Se trata de un relato de experiencia sobre las dificultades y los caminos encontrados en el intento de proteger y tratar los casos sospechosos y/o confirmados de COVID-19 en la unidad.

Resultados:

Se encontraron varios desafíos debido a la especificidad de la clientela asistida, incluyendo cuestiones de higiene y contacto; pacientes ancianos y/o pacientes con comorbilidades clínicas, además de la adaptación a los protocolos del servicio y recomendaciones de afrontamiento, sumado a sus sucesivas adaptaciones como resultado de los nuevos hallazgos sobre la enfermedad. Además, identificamos una mayor necesidad de atención con la salud mental de los profesionales de enfermería.

Conclusão:

Es fundamental prestar la máxima atención a la salud mental de los profesionales de enfermería en las unidades psiquiátricas, a corto, medio y largo plazo ya que estos profesionales no pueden retirarse de la primera línea.

Palavras clave: Salud ocupacional; Profesionales de enfermería; Pandemias; Hospital psiquiátrico

Introdução

Atualmente vivemos uma pandemia causada por um novo coronavírus (SARS-CoV-2), com importante repercussão no setor econômico, na saúde pública e na saúde mental da população mundial. Há 60 anos os coronavírus integram uma família viral como geradores de infecções respiratórias em humanos e animais. O SARS- CoV-2 foi identificado em dezembro de 2019 como causador de uma síndrome respiratória aguda, podendo ocasionar graves complicações no organismo: a COVID-19 (Medeiros, 2020).

→ **Registros do conjunto**:
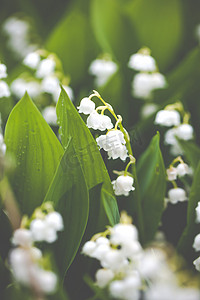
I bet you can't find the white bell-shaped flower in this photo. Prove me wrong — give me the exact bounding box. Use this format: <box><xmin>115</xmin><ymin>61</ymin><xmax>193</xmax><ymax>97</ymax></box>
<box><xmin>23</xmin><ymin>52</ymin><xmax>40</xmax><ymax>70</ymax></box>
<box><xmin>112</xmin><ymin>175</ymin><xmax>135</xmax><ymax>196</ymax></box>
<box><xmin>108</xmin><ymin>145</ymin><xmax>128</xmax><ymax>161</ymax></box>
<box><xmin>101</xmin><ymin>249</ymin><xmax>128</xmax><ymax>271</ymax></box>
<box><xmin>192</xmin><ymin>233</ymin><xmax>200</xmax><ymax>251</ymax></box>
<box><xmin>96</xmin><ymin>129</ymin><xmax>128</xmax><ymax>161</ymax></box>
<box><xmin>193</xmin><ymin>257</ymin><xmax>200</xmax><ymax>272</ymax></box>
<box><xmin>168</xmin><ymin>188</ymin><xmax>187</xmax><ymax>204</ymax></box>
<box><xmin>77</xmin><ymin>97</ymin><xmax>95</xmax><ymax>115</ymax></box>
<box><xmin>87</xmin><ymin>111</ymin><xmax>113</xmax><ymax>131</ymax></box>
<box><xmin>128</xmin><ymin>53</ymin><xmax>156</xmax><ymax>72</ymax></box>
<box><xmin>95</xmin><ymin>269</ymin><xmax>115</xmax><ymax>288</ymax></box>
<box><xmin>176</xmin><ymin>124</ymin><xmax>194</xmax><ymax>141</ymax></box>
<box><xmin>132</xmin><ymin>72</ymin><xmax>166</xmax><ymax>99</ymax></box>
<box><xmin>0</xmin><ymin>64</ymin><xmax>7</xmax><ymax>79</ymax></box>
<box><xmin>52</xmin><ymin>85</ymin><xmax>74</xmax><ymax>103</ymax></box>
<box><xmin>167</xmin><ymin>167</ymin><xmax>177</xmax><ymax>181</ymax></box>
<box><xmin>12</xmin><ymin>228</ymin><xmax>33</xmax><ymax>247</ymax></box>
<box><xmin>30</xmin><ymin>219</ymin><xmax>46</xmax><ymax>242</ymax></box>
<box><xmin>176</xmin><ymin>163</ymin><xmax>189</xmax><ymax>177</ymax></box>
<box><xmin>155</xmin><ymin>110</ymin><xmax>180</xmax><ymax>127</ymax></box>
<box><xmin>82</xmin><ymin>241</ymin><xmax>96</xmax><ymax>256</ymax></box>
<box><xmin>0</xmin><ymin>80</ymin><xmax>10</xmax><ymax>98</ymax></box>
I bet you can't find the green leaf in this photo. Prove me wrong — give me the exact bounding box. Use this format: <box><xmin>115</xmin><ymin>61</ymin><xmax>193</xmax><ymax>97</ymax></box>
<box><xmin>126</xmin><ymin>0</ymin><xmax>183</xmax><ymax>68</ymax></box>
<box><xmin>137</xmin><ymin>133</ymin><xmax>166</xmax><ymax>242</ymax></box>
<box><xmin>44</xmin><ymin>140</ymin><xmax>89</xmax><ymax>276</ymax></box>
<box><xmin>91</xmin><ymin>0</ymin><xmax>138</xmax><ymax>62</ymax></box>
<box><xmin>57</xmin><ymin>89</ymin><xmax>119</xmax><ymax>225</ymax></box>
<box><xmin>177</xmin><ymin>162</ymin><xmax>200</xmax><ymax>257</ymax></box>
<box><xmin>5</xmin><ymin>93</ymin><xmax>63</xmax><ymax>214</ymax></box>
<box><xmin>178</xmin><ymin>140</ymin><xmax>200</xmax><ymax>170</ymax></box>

→ **Tarefa 1**:
Reescreva a parte do trecho sobre enfermagem psiquiátrica e COVID-19 que começa com as palavras "Es fundamental prestar" e termina com "COVID-19 (Medeiros, 2020).", alterando "dezembro de 2019" para "janeiro de 2020".
→ **Tarefa 2**:
Segundo o trecho sobre enfermagem psiquiátrica e COVID-19, há quantos anos os coronavírus integram uma família viral como geradores de infecções respiratórias em humanos e animais?
Os registros são um material à parte, sem relação com o trecho sobre enfermagem psiquiátrica e COVID-19.

→ **Resposta 1**:
Es fundamental prestar la máxima atención a la salud mental de los profesionales de enfermería en las unidades psiquiátricas, a corto, medio y largo plazo ya que estos profesionales no pueden retirarse de la primera línea.

Palavras clave: Salud ocupacional; Profesionales de enfermería; Pandemias; Hospital psiquiátrico

Introdução

Atualmente vivemos uma pandemia causada por um novo coronavírus (SARS-CoV-2), com importante repercussão no setor econômico, na saúde pública e na saúde mental da população mundial. Há 60 anos os coronavírus integram uma família viral como geradores de infecções respiratórias em humanos e animais. O SARS- CoV-2 foi identificado em janeiro de 2020 como causador de uma síndrome respiratória aguda, podendo ocasionar graves complicações no organismo: a COVID-19 (Medeiros, 2020).

→ **Resposta 2**:
Há 60 anos.